### TRECHO DO DOCUMENTO
====

Senadora alagoana provoca em admiradores reações semelhantes às dos eleitores do presidente após a vitória

Gabinete de Helena vira local de "romaria"

RAFAEL CARIELLO
DA REPORTAGEM LOCAL

Bernardino Furtado, 59, abraça Heloísa Helena. Viajou três dias de ônibus, desde Apuí, no Amazonas, antes de chegar ao gabinete da senadora alagoana em Brasília. "O Lula está doido. Ele e o Genoino", diz, sem soltá-la.
Na última semana, a rotina de Helena foi marcada por cenas como essa -e grupos de pessoas aguardavam na entrada de seu gabinete para repeti-la. Ameaçada de expulsão do PT, havia uma estranha semelhança entre essa Heloísa Helena e o Luiz Inácio Lula da Silva de 2002 no tipo de reação que provocavam nas pessoas.

====

### REGISTROS
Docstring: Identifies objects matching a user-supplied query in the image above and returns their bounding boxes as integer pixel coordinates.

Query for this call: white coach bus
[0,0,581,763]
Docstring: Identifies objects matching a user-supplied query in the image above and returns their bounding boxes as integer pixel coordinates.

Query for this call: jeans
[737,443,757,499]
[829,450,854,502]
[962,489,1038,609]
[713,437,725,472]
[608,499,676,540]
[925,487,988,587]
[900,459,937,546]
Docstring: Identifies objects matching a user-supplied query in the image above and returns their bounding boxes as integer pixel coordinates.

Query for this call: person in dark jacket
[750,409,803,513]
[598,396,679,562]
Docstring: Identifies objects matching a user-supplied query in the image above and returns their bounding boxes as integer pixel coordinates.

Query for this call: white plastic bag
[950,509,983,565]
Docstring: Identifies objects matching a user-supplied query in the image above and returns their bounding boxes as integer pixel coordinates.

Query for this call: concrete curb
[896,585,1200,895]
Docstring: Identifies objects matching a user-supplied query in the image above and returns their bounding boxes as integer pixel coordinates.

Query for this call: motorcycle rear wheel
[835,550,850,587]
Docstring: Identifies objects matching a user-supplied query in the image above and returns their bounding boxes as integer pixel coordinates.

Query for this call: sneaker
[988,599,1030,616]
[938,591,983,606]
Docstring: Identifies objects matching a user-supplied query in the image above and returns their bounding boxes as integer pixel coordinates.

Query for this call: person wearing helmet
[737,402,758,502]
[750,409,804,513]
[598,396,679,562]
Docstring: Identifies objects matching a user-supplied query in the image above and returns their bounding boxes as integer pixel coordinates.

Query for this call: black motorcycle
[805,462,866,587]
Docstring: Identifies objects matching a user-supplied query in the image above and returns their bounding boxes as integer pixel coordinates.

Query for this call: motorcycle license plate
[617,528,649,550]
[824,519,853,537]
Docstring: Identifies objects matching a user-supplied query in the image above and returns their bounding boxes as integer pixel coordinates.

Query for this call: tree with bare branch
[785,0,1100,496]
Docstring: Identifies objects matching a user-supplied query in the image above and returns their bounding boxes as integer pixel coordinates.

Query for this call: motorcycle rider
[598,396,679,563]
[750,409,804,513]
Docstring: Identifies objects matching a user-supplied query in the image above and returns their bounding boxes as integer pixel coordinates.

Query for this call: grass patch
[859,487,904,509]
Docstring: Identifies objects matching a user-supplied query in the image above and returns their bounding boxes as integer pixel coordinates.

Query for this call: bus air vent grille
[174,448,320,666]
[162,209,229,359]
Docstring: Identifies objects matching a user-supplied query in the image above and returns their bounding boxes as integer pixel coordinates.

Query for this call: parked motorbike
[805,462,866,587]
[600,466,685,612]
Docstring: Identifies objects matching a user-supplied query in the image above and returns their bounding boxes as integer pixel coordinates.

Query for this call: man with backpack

====

### ENUNCIADO DA TAREFA
Segundo o trecho do documento, de que cidade Bernardino Furtado partiu e por quantos dias viajou de ônibus até o gabinete da senadora em Brasília?

### RESPOSTA ABAIXO
Ele partiu de Apuí, no Amazonas, e viajou três dias de ônibus.